# [What you need to do]
Retype the records below from their first line through the line containing "Where can you see the weathered", and include nothing else.

Saved entries:
********************

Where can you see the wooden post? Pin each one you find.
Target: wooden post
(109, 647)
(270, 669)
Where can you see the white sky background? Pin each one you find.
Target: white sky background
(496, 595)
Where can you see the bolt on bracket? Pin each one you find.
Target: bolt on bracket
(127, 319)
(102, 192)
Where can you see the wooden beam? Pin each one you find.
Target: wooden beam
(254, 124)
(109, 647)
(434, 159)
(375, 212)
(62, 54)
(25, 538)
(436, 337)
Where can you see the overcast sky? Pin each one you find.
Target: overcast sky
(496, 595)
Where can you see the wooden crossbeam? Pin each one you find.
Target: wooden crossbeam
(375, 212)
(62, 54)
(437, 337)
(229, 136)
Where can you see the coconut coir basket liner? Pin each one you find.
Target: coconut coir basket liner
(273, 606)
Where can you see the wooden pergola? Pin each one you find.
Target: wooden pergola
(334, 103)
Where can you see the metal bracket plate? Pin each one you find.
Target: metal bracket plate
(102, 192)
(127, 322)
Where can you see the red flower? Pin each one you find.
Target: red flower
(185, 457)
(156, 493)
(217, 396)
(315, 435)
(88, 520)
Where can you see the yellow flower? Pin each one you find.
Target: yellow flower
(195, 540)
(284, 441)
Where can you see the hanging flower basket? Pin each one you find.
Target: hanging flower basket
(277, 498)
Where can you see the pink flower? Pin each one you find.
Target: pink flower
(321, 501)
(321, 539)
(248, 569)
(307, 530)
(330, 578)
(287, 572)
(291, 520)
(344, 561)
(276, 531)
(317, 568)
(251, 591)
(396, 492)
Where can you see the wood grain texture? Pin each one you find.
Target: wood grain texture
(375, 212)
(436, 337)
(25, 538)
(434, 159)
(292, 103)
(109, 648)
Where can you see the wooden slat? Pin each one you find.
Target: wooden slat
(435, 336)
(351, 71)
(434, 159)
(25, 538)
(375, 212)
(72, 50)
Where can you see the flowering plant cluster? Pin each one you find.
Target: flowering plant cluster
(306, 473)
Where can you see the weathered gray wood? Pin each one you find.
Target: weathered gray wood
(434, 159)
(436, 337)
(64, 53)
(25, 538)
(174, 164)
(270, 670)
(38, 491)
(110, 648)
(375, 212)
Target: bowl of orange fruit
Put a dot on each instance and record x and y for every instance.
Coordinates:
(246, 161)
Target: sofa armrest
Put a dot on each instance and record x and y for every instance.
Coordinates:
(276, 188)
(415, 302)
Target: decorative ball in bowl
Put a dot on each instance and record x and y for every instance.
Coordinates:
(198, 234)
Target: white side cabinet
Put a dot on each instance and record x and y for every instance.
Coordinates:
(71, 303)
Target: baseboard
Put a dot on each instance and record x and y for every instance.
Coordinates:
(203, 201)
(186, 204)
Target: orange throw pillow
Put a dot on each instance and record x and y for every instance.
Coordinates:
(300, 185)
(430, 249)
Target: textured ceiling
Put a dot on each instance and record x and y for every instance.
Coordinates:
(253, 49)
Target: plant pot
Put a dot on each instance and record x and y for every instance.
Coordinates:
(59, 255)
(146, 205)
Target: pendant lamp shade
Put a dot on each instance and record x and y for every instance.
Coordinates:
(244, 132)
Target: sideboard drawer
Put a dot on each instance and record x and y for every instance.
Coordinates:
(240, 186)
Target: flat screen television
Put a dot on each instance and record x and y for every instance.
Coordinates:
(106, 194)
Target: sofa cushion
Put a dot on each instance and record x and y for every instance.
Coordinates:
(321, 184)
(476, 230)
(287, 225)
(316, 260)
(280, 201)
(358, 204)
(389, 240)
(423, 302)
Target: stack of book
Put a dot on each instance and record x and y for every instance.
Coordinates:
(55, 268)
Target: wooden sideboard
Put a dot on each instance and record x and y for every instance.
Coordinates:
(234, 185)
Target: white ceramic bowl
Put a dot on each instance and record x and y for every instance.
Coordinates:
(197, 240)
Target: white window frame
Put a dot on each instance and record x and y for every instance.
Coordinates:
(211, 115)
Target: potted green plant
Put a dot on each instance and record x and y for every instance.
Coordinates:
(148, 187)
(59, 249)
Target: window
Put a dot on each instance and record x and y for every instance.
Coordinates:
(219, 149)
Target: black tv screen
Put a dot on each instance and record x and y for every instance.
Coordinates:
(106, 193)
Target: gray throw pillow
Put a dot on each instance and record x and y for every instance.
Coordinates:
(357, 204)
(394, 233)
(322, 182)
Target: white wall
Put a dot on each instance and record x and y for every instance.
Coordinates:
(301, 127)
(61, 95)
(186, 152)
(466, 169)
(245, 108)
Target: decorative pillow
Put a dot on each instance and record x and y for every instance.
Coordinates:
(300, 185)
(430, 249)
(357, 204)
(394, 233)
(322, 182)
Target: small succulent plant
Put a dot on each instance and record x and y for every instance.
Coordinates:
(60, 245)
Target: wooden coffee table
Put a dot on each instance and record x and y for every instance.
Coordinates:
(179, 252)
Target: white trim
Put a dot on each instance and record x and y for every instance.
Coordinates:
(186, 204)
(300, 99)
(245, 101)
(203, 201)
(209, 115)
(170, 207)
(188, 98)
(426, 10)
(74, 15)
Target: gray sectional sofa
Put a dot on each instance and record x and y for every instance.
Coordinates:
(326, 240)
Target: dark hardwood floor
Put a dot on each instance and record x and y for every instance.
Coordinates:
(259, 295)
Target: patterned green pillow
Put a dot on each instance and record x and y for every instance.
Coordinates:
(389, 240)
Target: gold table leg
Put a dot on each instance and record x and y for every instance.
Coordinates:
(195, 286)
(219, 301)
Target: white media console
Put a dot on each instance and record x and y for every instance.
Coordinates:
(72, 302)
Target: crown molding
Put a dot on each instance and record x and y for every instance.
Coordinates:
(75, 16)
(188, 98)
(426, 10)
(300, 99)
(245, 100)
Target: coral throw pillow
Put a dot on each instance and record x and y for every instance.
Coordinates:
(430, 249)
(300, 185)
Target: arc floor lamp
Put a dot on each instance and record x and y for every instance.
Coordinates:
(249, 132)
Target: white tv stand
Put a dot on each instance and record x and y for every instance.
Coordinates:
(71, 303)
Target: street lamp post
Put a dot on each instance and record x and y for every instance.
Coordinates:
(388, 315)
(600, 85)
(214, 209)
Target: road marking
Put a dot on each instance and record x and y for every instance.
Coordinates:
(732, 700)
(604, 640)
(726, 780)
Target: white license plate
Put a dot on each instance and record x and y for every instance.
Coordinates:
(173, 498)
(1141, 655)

********************

# [Response for this exercise]
Where can you see the wooden post? Pin each one you find.
Target: wooden post
(109, 647)
(270, 669)
Where can you see the white sky background? Pin each one you find.
Target: white sky background
(496, 595)
Where can you see the bolt on bracket? Pin each one you find.
Target: bolt on bracket
(127, 319)
(102, 192)
Where can you see the wooden beam? Pin each one you find.
Target: wooden beam
(254, 124)
(109, 647)
(434, 159)
(375, 212)
(62, 54)
(25, 538)
(436, 337)
Where can you see the overcast sky? Pin each one you find.
Target: overcast sky
(496, 595)
Where can you see the wooden crossbeam? Pin each one you find.
Target: wooden crossbeam
(375, 212)
(62, 54)
(437, 337)
(229, 136)
Where can you see the coconut coir basket liner? Pin each one you find.
Target: coconut coir basket liner
(273, 606)
Where can you see the wooden pergola? Pin each one you find.
Target: wooden pergola
(334, 103)
Where can you see the metal bracket plate? Pin each one you find.
Target: metal bracket plate
(102, 192)
(127, 322)
Where can you see the red flower? Pin each one you find.
Target: red flower
(185, 457)
(156, 493)
(217, 396)
(315, 435)
(88, 520)
Where can you see the yellow flower? Pin each one you find.
Target: yellow flower
(195, 540)
(284, 441)
Where can you see the hanging flower basket? Pin each one you find.
Target: hanging flower basket
(277, 498)
Where can you see the pink flower? Pin each one you find.
Target: pink flower
(321, 501)
(321, 539)
(248, 569)
(307, 530)
(330, 578)
(287, 572)
(291, 520)
(344, 561)
(276, 531)
(317, 568)
(251, 591)
(396, 492)
Where can you see the wood grain texture? Pin each one you find.
Target: wood grain texture
(375, 212)
(436, 337)
(25, 538)
(434, 159)
(292, 103)
(109, 648)
Where can you see the wooden slat? Pin each one you find.
Target: wooden slat
(435, 336)
(351, 71)
(434, 159)
(25, 538)
(375, 212)
(72, 50)
Where can you see the flowering plant cluster? Pin each one you find.
Target: flowering plant cluster
(306, 473)
Where can you see the weathered gray wood? Pin each one you find.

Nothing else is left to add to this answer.